> [EXERCISE OBJECTIVE]: Can you repeat each of the items below word for word, changing nothing?

> [MATERIAL FOR THE TASK]:
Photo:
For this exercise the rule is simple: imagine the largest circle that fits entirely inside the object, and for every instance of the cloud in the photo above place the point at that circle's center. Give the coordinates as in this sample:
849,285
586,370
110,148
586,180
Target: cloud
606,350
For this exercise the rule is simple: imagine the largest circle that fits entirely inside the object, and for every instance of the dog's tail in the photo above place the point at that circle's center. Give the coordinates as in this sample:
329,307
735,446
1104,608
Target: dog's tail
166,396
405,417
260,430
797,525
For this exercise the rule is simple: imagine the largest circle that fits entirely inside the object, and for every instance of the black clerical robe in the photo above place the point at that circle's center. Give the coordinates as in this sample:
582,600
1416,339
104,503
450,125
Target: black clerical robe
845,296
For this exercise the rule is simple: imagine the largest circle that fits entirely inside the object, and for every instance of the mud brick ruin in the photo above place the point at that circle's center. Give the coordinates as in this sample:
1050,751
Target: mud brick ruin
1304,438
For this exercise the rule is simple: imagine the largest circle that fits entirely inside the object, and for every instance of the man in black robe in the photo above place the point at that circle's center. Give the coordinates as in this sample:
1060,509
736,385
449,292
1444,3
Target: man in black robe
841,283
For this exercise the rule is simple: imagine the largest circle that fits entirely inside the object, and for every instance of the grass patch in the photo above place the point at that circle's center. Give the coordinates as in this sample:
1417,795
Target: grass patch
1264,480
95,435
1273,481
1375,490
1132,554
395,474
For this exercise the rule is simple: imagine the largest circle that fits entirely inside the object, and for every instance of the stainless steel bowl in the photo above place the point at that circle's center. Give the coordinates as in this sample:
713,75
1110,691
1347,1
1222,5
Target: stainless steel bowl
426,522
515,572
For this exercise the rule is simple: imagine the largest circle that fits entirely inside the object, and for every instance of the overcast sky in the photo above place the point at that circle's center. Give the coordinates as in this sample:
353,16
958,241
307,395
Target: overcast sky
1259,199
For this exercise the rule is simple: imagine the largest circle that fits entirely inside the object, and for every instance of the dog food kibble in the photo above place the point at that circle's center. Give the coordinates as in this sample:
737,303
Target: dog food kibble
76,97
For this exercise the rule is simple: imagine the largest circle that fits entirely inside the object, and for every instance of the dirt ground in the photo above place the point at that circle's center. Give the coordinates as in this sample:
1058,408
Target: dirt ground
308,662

> [RESULT FOR THIS TASK]:
Photo:
For this exercise the rule is simple: imagine the largest circle that fits entirely inside the object, and for every instance of the cloud in the photo above place the point at that circle's center. Give the coordinates as in this sample:
849,285
586,370
110,148
586,180
Target: cloud
606,350
For this exercise the rule is simple: imagine the largest circle that fits entirely inside the object, and for every instance of the dog's tail in the photo above place the point at that circle's center. Give the coordinates as in this sample:
329,307
735,446
1104,608
Target: dog's tail
166,396
405,417
260,430
797,525
For this exercise the rule is simple: imagine the largest circle that fits entirely inside the object, and for every instance of the black clerical robe in the photo above place the point at that circle's center. Give the coordinates as in this sample:
582,600
1416,339
104,503
450,125
Target: black clerical robe
845,296
For this exercise the rule is simple: imagine the largest circle that fits entirely inside the object, and for every instance of the mud brick ruin in the photo above place the point at that circle's center. Give the coordinates as in this sample:
1050,751
Target: mud brick ruin
1304,438
For this exercise the rule is simple: imagine the largest circle that fits entirely inside the object, and for every instance of the man in black robe in the photo above place the point at that circle's center. Give the coordinates as in this sample:
1060,509
736,385
449,292
1444,3
Target: man in black robe
841,283
For this exercise the rule is simple: imagine the largest circle that fits entirely inside the object, and for every instance of the grass patch in the photo above place the point at that circle's center. Give the coordinates as in this sample:
1417,795
Target: grass patch
1264,480
95,435
1273,481
1375,490
1132,554
395,474
For this exercise the rule is simple: imagine the largest circle that fits entirely inside the object, and for every instance of the stainless steel bowl in the photo above place the point at that circle's center. Give the coordinates as in this sample:
713,75
1110,691
1347,1
1222,5
Target: stainless steel bowl
426,522
515,572
For this exercise the rule is simple: imagine the largest circle that fits entirely inside the object, and for every instance of the overcast sky in the photo above place the point at that circle's center. Give the coordinates as in this sample:
353,16
958,241
307,395
Target: overcast sky
1259,199
For this exercise the rule is simple: imagine the largest circle that fits entirely inside the object, and for every instance of the dog food kibble in the photo above place the point at that circle's center. Give the coordinates as in this sample:
737,303
Target: dog food kibble
76,97
For this exercise the rule is simple: imagine the largest circle that fits entirely inside the object, and for every instance of the dirt ground in the photo above place the point at that circle's center. Give the coordinates as in this sample:
1058,408
Target: dirt ground
308,662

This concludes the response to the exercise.